Die Hinweise von Anliegern, dass eine der beiden Turbinen defekt sei, konnte Kohler hingegen bestätigen. „Beim Hochwasser 2013 ist diese Turbine kaputtgegangen.“ Aktuell sei die Büttenpapierfabrik dabei, sie instandzusetzen. In rund zehn Tagen solle sie wieder in Betrieb gehen.

Doch auch eine funktionierende zweite Turbine würde keinen allzu großen Unterschied machen, betont Kohler. Auch die Vorwürfe, die Büttenpapierfabrik halte das Wasser zurück, um die Turbinen effektiver zu betreiben, weist der Unternehmer zurück.

Bei Hochwasser produzieren wir viel weniger Strom, weil weniger Gefälle vorhanden ist.

Für die Fabrik bedeutet der Ausfall der Turbine trotzdem einen großen Verlust. Rund 30 Prozent des benötigten Stroms produziert eine der Turbinen im Durchschnitt. Und auch sonst sieht Kohler keinerlei Anlass, absichtlich Wasser aufzustauen. „Wir haben hier den größten Schaden und investieren große Summen in den Hochwasserschutz.“

Zudem erklärt Thomas Bauer, sozusagen die ausführende Kraft des Rosenheimer Wasserwirtschaftsamts, dass außerdem sein Privathaus direkt an der Mangfall stehe. Er habe im Falle einer Aufstauung den größten Schaden. Darüberhinaus erklärt er:

Wir sind nicht das Wehr vom Tegernsee. Wenn das Wasser bei uns ankommt, ist es schon rausgeflossen.

**Aufgabenstellung**:
A - Beantworten Sie anhand des Textauszugs über die Büttenpapierfabrik die folgenden Fragen.
(i) Bei welchem Hochwasser ist die Turbine kaputtgegangen?
(ii) Wie viel Prozent des benötigten Stroms produziert eine der Turbinen im Durchschnitt?
(iii) Wo steht das Privathaus von Thomas Bauer?
B - Zitieren Sie aus dem Textauszug den Abschnitt, der mit „Die Hinweise von“ beginnt und mit „Gefälle vorhanden ist.“ endet.
Das anschließende Material steht für sich und gehört nicht zum Textauszug.

Datensätze mit Koordinatenannotationen:
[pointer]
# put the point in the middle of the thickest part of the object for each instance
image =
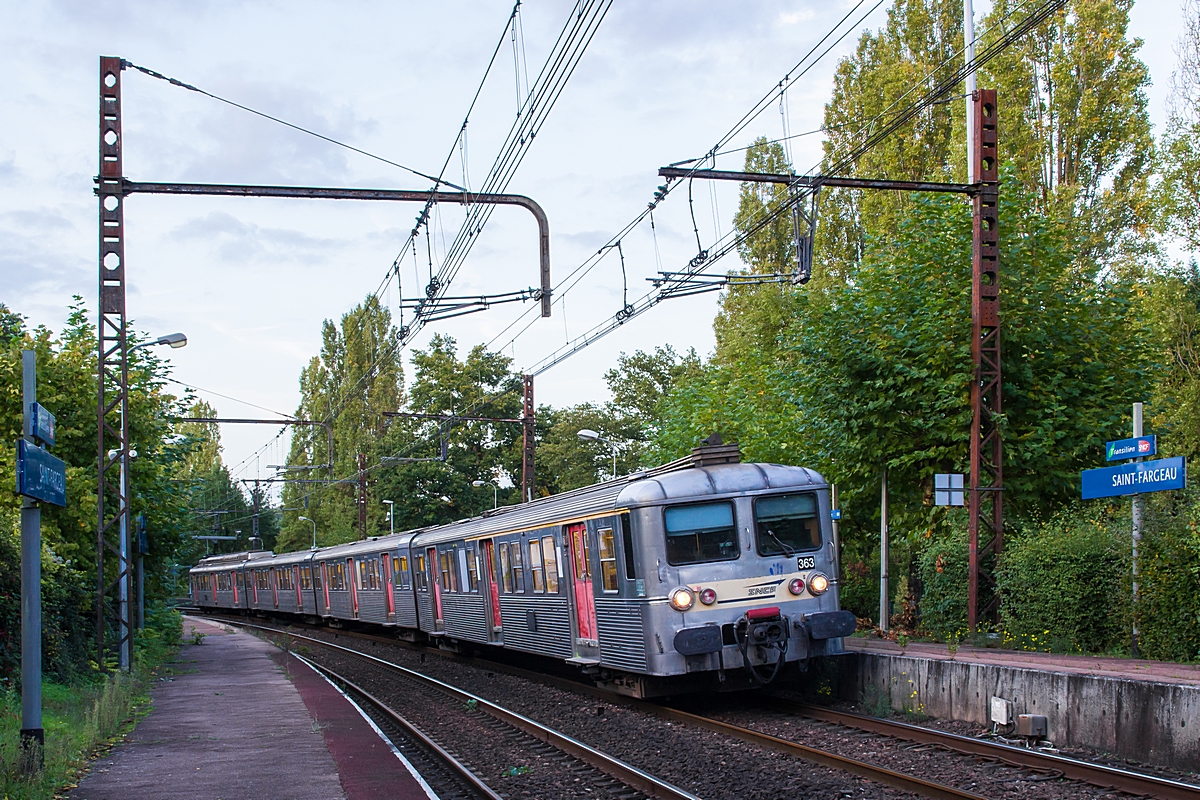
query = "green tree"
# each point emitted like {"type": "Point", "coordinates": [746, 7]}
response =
{"type": "Point", "coordinates": [357, 378]}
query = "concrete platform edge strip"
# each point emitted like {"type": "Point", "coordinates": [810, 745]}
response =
{"type": "Point", "coordinates": [408, 765]}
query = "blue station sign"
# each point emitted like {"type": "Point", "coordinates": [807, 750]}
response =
{"type": "Point", "coordinates": [43, 423]}
{"type": "Point", "coordinates": [40, 475]}
{"type": "Point", "coordinates": [1138, 447]}
{"type": "Point", "coordinates": [1137, 477]}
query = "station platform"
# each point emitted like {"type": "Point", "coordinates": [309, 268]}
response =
{"type": "Point", "coordinates": [1163, 672]}
{"type": "Point", "coordinates": [238, 719]}
{"type": "Point", "coordinates": [1141, 710]}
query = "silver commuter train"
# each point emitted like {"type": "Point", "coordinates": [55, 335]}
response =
{"type": "Point", "coordinates": [701, 573]}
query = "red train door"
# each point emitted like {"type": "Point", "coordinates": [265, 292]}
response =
{"type": "Point", "coordinates": [431, 558]}
{"type": "Point", "coordinates": [324, 582]}
{"type": "Point", "coordinates": [581, 576]}
{"type": "Point", "coordinates": [493, 585]}
{"type": "Point", "coordinates": [388, 583]}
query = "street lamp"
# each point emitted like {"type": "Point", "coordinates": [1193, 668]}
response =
{"type": "Point", "coordinates": [313, 531]}
{"type": "Point", "coordinates": [391, 519]}
{"type": "Point", "coordinates": [172, 340]}
{"type": "Point", "coordinates": [592, 435]}
{"type": "Point", "coordinates": [496, 492]}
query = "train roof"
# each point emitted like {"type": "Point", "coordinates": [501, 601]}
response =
{"type": "Point", "coordinates": [709, 471]}
{"type": "Point", "coordinates": [227, 560]}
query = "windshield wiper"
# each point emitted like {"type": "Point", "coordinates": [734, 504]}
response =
{"type": "Point", "coordinates": [787, 551]}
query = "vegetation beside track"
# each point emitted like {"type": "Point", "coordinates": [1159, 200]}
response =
{"type": "Point", "coordinates": [85, 715]}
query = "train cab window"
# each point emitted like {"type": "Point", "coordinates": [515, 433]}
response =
{"type": "Point", "coordinates": [627, 539]}
{"type": "Point", "coordinates": [537, 569]}
{"type": "Point", "coordinates": [607, 558]}
{"type": "Point", "coordinates": [550, 559]}
{"type": "Point", "coordinates": [701, 533]}
{"type": "Point", "coordinates": [786, 523]}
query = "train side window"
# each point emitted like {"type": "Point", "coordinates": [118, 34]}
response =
{"type": "Point", "coordinates": [517, 567]}
{"type": "Point", "coordinates": [537, 569]}
{"type": "Point", "coordinates": [701, 533]}
{"type": "Point", "coordinates": [505, 567]}
{"type": "Point", "coordinates": [607, 558]}
{"type": "Point", "coordinates": [550, 559]}
{"type": "Point", "coordinates": [627, 535]}
{"type": "Point", "coordinates": [472, 570]}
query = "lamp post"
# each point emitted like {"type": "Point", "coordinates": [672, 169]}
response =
{"type": "Point", "coordinates": [592, 435]}
{"type": "Point", "coordinates": [496, 492]}
{"type": "Point", "coordinates": [391, 516]}
{"type": "Point", "coordinates": [171, 340]}
{"type": "Point", "coordinates": [313, 531]}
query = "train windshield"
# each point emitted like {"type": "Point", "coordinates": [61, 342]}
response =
{"type": "Point", "coordinates": [786, 524]}
{"type": "Point", "coordinates": [701, 533]}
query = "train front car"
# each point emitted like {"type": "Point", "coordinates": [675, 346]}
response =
{"type": "Point", "coordinates": [743, 569]}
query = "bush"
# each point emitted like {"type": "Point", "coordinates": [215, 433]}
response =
{"type": "Point", "coordinates": [943, 564]}
{"type": "Point", "coordinates": [1066, 582]}
{"type": "Point", "coordinates": [1169, 565]}
{"type": "Point", "coordinates": [67, 621]}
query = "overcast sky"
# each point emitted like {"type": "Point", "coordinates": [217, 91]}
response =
{"type": "Point", "coordinates": [251, 280]}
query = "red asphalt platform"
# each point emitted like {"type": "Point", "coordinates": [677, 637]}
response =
{"type": "Point", "coordinates": [235, 719]}
{"type": "Point", "coordinates": [1163, 672]}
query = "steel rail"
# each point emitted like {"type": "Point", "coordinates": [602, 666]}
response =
{"type": "Point", "coordinates": [1077, 770]}
{"type": "Point", "coordinates": [457, 767]}
{"type": "Point", "coordinates": [841, 763]}
{"type": "Point", "coordinates": [627, 774]}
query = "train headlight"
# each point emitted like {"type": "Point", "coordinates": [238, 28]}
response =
{"type": "Point", "coordinates": [682, 599]}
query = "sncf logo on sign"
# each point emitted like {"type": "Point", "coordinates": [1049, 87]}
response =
{"type": "Point", "coordinates": [1131, 447]}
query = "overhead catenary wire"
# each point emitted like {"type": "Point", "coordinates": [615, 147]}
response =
{"type": "Point", "coordinates": [285, 122]}
{"type": "Point", "coordinates": [730, 242]}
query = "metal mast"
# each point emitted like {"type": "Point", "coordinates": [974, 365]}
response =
{"type": "Point", "coordinates": [112, 378]}
{"type": "Point", "coordinates": [985, 521]}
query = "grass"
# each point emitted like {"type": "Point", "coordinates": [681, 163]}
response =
{"type": "Point", "coordinates": [84, 719]}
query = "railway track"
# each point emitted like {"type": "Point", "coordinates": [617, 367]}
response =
{"type": "Point", "coordinates": [1095, 774]}
{"type": "Point", "coordinates": [448, 776]}
{"type": "Point", "coordinates": [624, 773]}
{"type": "Point", "coordinates": [1045, 764]}
{"type": "Point", "coordinates": [537, 734]}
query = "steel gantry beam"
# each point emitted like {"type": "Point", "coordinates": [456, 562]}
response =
{"type": "Point", "coordinates": [402, 196]}
{"type": "Point", "coordinates": [112, 382]}
{"type": "Point", "coordinates": [112, 401]}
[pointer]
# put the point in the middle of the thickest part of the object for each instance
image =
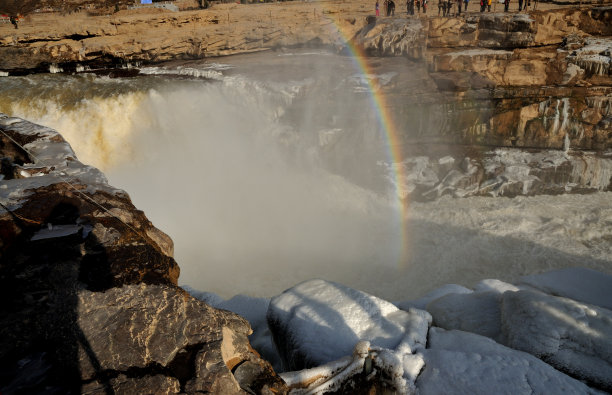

**Lösungen**:
A -
(i) Beim Hochwasser 2013.
(ii) Rund 30 Prozent.
(iii) Direkt an der Mangfall.

B -
Die Hinweise von Anliegern, dass eine der beiden Turbinen defekt sei, konnte Kohler hingegen bestätigen. „Beim Hochwasser 2013 ist diese Turbine kaputtgegangen.“ Aktuell sei die Büttenpapierfabrik dabei, sie instandzusetzen. In rund zehn Tagen solle sie wieder in Betrieb gehen.

Doch auch eine funktionierende zweite Turbine würde keinen allzu großen Unterschied machen, betont Kohler. Auch die Vorwürfe, die Büttenpapierfabrik halte das Wasser zurück, um die Turbinen effektiver zu betreiben, weist der Unternehmer zurück.

Bei Hochwasser produzieren wir viel weniger Strom, weil weniger Gefälle vorhanden ist.